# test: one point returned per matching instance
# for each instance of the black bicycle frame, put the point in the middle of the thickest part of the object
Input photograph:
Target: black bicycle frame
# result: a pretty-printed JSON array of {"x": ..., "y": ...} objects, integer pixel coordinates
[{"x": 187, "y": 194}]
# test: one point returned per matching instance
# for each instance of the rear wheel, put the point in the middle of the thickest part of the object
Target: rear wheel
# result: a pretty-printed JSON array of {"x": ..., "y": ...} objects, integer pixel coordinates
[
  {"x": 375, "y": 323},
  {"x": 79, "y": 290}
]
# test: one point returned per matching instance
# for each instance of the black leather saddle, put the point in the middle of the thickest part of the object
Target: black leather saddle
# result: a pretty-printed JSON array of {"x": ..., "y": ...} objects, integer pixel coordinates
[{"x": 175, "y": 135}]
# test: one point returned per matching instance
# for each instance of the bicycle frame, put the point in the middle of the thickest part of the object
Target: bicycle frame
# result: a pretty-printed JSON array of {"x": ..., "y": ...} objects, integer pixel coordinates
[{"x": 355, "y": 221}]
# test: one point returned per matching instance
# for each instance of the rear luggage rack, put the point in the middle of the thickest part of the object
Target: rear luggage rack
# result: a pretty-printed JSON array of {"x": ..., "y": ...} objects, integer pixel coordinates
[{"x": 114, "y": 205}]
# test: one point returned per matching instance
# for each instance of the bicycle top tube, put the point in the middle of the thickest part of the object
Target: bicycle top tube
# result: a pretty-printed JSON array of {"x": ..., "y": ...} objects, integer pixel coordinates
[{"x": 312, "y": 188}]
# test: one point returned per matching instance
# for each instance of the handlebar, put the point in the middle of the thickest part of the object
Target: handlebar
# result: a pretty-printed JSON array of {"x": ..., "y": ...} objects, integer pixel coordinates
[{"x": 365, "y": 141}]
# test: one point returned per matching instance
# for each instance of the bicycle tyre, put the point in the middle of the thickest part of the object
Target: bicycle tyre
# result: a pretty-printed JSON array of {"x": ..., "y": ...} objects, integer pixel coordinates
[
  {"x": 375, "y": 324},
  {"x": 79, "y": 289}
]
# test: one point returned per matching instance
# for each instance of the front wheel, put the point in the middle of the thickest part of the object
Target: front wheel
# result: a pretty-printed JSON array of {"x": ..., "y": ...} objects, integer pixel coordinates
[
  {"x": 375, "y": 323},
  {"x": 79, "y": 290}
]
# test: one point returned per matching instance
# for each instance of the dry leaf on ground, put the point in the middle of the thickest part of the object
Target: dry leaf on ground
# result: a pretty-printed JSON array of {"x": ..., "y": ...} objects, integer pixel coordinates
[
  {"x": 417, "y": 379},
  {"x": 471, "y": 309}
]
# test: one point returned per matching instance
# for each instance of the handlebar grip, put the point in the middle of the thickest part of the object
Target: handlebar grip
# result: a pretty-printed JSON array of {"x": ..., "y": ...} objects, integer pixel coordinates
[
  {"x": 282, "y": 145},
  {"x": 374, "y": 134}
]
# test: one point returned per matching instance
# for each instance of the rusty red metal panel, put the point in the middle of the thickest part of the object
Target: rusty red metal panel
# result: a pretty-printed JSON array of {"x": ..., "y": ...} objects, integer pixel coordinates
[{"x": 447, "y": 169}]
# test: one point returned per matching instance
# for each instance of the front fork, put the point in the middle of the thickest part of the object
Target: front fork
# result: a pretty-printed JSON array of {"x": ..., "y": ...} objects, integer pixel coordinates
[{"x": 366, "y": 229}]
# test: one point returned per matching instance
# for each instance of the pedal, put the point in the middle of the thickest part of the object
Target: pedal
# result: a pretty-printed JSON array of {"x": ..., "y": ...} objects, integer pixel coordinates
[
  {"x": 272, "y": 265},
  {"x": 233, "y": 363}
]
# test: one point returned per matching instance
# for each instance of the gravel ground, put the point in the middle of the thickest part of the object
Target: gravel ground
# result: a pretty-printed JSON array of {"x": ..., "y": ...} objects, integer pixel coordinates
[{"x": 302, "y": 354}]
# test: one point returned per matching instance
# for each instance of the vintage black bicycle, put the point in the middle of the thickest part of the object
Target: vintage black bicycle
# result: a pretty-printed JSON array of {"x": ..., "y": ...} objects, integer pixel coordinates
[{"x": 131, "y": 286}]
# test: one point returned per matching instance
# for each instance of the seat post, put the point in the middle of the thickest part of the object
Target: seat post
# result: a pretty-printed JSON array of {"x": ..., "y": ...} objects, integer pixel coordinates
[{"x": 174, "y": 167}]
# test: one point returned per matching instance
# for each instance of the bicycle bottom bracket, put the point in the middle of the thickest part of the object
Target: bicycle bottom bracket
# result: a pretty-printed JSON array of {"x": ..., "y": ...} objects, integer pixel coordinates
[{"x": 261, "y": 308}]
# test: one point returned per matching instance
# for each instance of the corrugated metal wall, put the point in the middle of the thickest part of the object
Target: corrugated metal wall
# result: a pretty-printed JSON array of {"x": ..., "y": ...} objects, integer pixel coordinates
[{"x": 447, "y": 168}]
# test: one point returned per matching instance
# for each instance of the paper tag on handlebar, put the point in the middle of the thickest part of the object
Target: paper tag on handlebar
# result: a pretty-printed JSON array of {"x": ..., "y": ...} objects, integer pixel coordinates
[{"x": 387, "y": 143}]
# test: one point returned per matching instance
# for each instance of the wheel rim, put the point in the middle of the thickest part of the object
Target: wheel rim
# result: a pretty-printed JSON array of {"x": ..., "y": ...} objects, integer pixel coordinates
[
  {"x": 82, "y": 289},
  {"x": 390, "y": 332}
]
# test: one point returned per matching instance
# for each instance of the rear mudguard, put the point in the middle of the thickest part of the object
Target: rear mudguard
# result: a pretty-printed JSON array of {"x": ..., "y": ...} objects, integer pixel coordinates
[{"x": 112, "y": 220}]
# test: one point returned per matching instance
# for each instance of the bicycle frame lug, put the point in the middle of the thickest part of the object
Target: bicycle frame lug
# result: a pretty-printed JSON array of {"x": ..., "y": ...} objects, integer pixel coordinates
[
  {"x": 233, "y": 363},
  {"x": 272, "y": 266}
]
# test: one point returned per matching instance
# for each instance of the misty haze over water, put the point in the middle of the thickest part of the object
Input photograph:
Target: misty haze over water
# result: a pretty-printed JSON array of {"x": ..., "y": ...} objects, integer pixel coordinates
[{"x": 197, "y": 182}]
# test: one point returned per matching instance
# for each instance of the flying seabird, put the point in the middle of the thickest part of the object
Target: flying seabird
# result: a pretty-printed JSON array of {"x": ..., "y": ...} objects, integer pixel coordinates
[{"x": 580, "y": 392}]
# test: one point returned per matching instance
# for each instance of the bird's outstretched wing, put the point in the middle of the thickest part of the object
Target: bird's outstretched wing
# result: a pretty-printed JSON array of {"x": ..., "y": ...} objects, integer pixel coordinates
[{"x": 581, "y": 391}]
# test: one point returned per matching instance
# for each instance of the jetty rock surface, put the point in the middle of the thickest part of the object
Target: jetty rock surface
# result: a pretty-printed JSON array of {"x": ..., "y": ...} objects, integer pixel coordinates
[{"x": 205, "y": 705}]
═══
* **AIM OF THE TASK**
Please repeat the listing exactly, with nothing left out.

* **FULL ANSWER**
# test: one point returned per matching instance
# for each instance of the black bicycle frame, put the point in the middle of the thickest part of the object
Input photograph:
Target: black bicycle frame
# result: a pretty-printed JSON array of {"x": ..., "y": ...} objects, integer pixel coordinates
[{"x": 187, "y": 194}]
# test: one point returned per matching instance
# for each instance of the rear wheel, put the point in the middle of the thickest part of the object
Target: rear wheel
# result: a pretty-printed JSON array of {"x": ..., "y": ...} objects, integer pixel coordinates
[
  {"x": 375, "y": 323},
  {"x": 79, "y": 290}
]
# test: one point returned per matching instance
# for each instance of the black leather saddle, put the point in the middle of the thickest part of the object
Target: black leather saddle
# result: a pretty-printed JSON array of {"x": ..., "y": ...} objects, integer pixel coordinates
[{"x": 175, "y": 135}]
# test: one point returned per matching instance
# for each instance of the bicycle frame, put the point in the middle of the thickest part of the object
Target: bicycle frame
# result: a pretty-printed JSON array of {"x": ..., "y": ...} objects, integer pixel coordinates
[{"x": 355, "y": 221}]
# test: one point returned per matching instance
# for each instance of the rear luggage rack, put the point in the middle of the thickest part of the object
Target: rear luggage rack
# result: a pretty-printed JSON array of {"x": ..., "y": ...} objects, integer pixel coordinates
[{"x": 114, "y": 205}]
# test: one point returned per matching instance
# for each instance of the bicycle top tube, put the point in the middle of the thickest part of the object
Target: bicycle top tube
# result: a pretty-printed JSON array of {"x": ..., "y": ...} objects, integer pixel coordinates
[{"x": 312, "y": 188}]
# test: one point returned per matching instance
# for each instance of the handlebar, put the point in the middle of the thickest part of the object
Target: handlebar
# result: a pretty-printed JSON array of {"x": ..., "y": ...} objects, integer pixel coordinates
[{"x": 365, "y": 141}]
# test: one point returned per matching instance
# for each instance of the bicycle tyre, put the point in the middle of the thickest part of the object
Target: bicycle tyre
# result: a pretty-printed JSON array of {"x": ..., "y": ...} objects, integer pixel coordinates
[
  {"x": 375, "y": 324},
  {"x": 79, "y": 289}
]
# test: one point returned per matching instance
# for each instance of the front wheel, put the point in the middle of the thickest part of the object
Target: front wheel
# result: a pretty-printed JSON array of {"x": ..., "y": ...} objects, integer pixel coordinates
[
  {"x": 375, "y": 323},
  {"x": 79, "y": 290}
]
# test: one point returned per matching instance
# for each instance of the dry leaf on ground, put the point in the middle of the thickest part of the object
Target: dry leaf on ground
# result: a pretty-printed JSON array of {"x": ..., "y": ...} objects, integer pixel coordinates
[
  {"x": 417, "y": 379},
  {"x": 471, "y": 309}
]
# test: one point returned per matching instance
# for each instance of the handlebar grip, put the point in the middle of the thickest part of the object
Target: handlebar grip
# result: a pretty-printed JSON array of {"x": ..., "y": ...} objects, integer pixel coordinates
[
  {"x": 282, "y": 145},
  {"x": 374, "y": 134}
]
# test: one point returned per matching instance
# for each instance of the rusty red metal panel, put the point in the middle of the thickest part of the object
Target: rusty red metal panel
# result: a pretty-printed JSON array of {"x": ..., "y": ...} objects, integer pixel coordinates
[{"x": 447, "y": 169}]
# test: one point returned per matching instance
# for each instance of the front fork, put the point in the middle of the thickest part of the object
Target: front fork
# result: a pretty-printed JSON array of {"x": ..., "y": ...} objects, integer pixel coordinates
[{"x": 366, "y": 229}]
# test: one point returned per matching instance
# for each instance of the pedal, put the point in the middle of the thickest part of the object
Target: pedal
# result: a pretty-printed JSON array of {"x": ..., "y": ...} objects, integer pixel coordinates
[
  {"x": 272, "y": 265},
  {"x": 233, "y": 363}
]
# test: one point returned per matching instance
# for each instance of the gravel ground, put the point in the middle of the thickest part of the object
Target: gravel ground
# result: a pretty-printed JSON array of {"x": ..., "y": ...} objects, integer pixel coordinates
[{"x": 302, "y": 354}]
# test: one point returned per matching instance
# for each instance of the vintage black bicycle, put the point in the middle of the thickest part of the object
Target: vintage black bicycle
# result: a pretty-printed JSON array of {"x": ..., "y": ...} objects, integer pixel coordinates
[{"x": 131, "y": 286}]
# test: one point returned per matching instance
# for each instance of the seat post, put the point in the middle of the thickest part of the object
Target: seat post
# result: a pretty-printed JSON array of {"x": ..., "y": ...} objects, integer pixel coordinates
[{"x": 174, "y": 167}]
# test: one point returned per matching instance
# for each instance of the bicycle bottom bracket, put the point in the middle of the thickest part of the object
Target: bicycle bottom bracket
# result: a pretty-printed JSON array of {"x": ..., "y": ...} objects, integer pixel coordinates
[{"x": 261, "y": 308}]
# test: one point returned per matching instance
# for each instance of the corrugated metal wall, put the point in the middle of the thickest part of the object
Target: corrugated metal wall
# result: a pretty-printed JSON array of {"x": ..., "y": ...} objects, integer pixel coordinates
[{"x": 447, "y": 168}]
# test: one point returned per matching instance
# for each instance of the paper tag on handlebar, put the point in the middle of the thickest part of the object
Target: paper tag on handlebar
# result: a pretty-printed JSON array of {"x": ..., "y": ...} objects, integer pixel coordinates
[{"x": 387, "y": 143}]
# test: one point returned per matching instance
# for each instance of the wheel rim, put the point in the middle of the thickest part of the object
Target: wheel rim
# result: a pretty-printed JSON array of {"x": ..., "y": ...} objects, integer pixel coordinates
[
  {"x": 82, "y": 289},
  {"x": 390, "y": 332}
]
# test: one point returned per matching instance
# for each instance of the rear mudguard, put the point in the middle of the thickest part of the object
Target: rear mudguard
# result: a pretty-printed JSON array of {"x": ..., "y": ...} objects, integer pixel coordinates
[{"x": 112, "y": 220}]
# test: one point returned per matching instance
# for each instance of the bicycle frame lug, put the point in the middle of the thickest part of the object
Target: bicycle frame lug
# result: a pretty-printed JSON array of {"x": ..., "y": ...} objects, integer pixel coordinates
[
  {"x": 233, "y": 363},
  {"x": 272, "y": 266}
]
# test: one point returned per matching instance
# for each instance of the misty haze over water, put the point in the middle of the thickest part of the object
Input photograph:
Target: misty haze over water
# result: a pretty-printed JSON array of {"x": ..., "y": ...} objects, integer pixel coordinates
[{"x": 197, "y": 182}]
# test: one point returned per matching instance
# for each instance of the flying seabird, put the point in the middle of the thickest part of the object
Target: flying seabird
# result: a pretty-printed JSON array of {"x": ..., "y": ...} objects, integer pixel coordinates
[{"x": 580, "y": 392}]
# test: one point returned per matching instance
# for each instance of the bird's outstretched wing, put the point in the middle of the thickest part of the object
Target: bird's outstretched wing
# result: a pretty-printed JSON array of {"x": ..., "y": ...} objects, integer pixel coordinates
[{"x": 581, "y": 391}]
# test: one point returned per matching instance
# for each instance of the jetty rock surface, put the point in the middle of the thickest part of the object
Target: jetty rock surface
# result: a pretty-printed JSON array of {"x": ..., "y": ...} objects, integer pixel coordinates
[{"x": 205, "y": 705}]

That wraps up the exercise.